Quote the line containing "Mark the steep" and all lines that follow it in the listing below, exactly as written.

• _Dataset records_:
+++

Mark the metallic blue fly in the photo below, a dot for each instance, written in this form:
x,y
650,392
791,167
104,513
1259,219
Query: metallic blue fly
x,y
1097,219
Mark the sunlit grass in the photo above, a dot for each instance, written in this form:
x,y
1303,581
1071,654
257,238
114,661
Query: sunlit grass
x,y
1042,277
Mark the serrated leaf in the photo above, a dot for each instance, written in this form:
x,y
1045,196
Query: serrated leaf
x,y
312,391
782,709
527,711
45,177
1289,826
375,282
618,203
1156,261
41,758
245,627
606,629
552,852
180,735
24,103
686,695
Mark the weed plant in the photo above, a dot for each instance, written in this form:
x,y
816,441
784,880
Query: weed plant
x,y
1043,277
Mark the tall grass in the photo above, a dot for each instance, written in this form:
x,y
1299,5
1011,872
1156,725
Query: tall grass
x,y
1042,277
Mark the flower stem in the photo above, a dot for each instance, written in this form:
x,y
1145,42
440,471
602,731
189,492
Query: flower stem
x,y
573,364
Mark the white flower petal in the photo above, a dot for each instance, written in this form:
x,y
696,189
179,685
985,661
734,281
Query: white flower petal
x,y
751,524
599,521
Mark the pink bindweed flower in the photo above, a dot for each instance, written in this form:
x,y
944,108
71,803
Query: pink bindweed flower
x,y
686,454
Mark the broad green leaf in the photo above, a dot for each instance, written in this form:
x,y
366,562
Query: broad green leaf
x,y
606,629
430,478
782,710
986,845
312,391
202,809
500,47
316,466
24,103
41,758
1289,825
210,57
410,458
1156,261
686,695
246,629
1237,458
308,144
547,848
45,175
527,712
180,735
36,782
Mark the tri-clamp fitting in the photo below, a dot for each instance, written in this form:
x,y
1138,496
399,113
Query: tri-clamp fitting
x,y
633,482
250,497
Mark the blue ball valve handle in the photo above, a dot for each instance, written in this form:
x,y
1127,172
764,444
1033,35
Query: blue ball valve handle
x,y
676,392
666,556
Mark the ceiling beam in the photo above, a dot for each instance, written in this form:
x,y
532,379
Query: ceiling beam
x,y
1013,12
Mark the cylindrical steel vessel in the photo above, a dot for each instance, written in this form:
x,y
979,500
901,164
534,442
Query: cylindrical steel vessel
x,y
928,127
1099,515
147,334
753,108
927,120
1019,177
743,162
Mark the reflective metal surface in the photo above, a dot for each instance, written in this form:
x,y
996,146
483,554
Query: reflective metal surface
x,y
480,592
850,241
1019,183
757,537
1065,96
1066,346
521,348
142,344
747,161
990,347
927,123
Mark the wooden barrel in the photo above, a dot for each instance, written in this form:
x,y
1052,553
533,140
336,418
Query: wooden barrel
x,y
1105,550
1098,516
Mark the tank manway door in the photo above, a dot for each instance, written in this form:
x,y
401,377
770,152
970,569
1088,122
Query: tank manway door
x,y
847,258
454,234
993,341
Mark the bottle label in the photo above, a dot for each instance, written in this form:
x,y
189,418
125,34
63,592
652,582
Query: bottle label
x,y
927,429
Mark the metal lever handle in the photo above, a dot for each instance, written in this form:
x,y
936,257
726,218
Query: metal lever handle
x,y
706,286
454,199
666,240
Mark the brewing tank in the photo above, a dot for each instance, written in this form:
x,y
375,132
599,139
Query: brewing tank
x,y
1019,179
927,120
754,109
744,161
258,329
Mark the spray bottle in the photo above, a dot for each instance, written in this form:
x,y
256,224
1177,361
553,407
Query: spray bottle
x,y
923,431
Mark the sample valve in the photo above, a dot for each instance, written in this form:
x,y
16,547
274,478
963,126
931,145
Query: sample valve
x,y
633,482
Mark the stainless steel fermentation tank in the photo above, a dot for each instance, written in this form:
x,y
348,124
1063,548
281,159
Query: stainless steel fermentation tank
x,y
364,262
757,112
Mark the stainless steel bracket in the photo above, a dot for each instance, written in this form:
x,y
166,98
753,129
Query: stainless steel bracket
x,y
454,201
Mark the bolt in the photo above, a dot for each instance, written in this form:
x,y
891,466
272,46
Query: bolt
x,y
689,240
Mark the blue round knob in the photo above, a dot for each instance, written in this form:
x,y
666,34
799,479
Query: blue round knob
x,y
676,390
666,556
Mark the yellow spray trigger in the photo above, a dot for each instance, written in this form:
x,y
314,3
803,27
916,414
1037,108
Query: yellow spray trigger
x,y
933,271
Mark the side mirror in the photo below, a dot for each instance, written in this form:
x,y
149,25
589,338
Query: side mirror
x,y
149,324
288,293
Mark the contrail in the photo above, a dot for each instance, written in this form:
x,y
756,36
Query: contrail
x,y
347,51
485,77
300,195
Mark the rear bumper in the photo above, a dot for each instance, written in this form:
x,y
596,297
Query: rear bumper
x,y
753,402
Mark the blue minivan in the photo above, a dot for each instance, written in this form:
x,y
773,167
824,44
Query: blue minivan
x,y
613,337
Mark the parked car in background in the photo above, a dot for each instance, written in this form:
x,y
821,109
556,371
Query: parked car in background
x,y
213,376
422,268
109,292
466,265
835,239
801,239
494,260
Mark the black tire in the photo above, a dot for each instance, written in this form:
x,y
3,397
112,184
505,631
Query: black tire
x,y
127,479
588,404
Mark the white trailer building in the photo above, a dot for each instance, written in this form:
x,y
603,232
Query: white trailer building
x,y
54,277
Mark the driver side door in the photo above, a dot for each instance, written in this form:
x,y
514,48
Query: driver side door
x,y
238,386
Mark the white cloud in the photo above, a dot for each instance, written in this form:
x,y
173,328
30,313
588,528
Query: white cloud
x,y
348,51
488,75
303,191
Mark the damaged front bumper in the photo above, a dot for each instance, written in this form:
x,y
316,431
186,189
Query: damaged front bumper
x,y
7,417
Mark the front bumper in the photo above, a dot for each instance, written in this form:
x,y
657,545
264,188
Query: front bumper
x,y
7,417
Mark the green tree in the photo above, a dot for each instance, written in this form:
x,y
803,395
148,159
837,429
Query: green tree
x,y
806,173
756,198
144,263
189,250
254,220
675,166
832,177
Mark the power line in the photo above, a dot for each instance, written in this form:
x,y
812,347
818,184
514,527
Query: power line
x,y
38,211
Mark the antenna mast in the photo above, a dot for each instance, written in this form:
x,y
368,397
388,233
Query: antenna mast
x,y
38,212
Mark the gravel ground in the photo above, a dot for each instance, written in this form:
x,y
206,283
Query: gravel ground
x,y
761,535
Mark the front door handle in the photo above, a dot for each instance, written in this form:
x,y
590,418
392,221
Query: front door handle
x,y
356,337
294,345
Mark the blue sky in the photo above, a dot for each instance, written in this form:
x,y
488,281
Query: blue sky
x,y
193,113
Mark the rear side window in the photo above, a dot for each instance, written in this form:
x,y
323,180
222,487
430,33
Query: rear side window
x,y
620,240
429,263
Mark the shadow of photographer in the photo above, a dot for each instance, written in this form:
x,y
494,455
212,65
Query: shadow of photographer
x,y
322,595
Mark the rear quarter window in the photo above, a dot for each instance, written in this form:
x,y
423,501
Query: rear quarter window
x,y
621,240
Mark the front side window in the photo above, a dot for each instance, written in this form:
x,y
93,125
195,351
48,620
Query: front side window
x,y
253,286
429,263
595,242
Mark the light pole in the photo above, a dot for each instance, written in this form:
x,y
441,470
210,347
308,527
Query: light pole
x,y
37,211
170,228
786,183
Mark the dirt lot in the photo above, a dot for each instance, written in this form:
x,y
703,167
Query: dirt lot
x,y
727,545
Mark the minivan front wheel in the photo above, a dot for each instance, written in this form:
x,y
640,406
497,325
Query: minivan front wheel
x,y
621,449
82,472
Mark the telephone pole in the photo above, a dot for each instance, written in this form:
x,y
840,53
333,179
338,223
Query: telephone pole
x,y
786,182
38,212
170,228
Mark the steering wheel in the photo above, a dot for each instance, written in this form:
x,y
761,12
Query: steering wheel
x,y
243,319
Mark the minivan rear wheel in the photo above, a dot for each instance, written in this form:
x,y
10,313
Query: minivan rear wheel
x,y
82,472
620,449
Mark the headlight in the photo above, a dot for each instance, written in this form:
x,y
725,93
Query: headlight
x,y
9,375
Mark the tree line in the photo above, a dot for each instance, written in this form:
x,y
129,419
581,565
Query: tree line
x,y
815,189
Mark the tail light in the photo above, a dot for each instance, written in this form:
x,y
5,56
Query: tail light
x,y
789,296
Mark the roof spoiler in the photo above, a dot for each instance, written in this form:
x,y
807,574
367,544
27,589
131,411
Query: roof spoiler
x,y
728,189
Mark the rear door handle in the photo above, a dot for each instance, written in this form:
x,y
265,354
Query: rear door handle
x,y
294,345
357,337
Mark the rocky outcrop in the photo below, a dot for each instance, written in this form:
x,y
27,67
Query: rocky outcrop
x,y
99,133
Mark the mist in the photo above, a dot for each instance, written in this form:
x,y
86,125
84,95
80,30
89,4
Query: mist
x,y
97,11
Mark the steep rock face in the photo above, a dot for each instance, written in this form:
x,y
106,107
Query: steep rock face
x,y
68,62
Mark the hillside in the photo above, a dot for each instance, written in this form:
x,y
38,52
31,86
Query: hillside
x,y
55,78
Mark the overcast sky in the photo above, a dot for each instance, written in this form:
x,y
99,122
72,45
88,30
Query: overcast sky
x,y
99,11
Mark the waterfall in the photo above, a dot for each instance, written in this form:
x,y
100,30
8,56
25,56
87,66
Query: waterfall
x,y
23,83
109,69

+++

• _Finished exercise_:
Mark the steep rock face in the photo above, a dot for each instance, written in this form:
x,y
106,107
Query: steep rock face
x,y
68,62
Mark the hillside in the photo above, a dot for each instance, written in this form:
x,y
38,52
31,86
Query: hillside
x,y
55,78
Mark the overcast sky in the photo above, a dot for each instance, written in this form:
x,y
99,122
72,45
88,30
Query: overcast sky
x,y
99,11
Mark the waterfall in the photo above, a dot for each instance, written in this form:
x,y
100,30
8,56
25,56
87,66
Query: waterfall
x,y
23,83
109,69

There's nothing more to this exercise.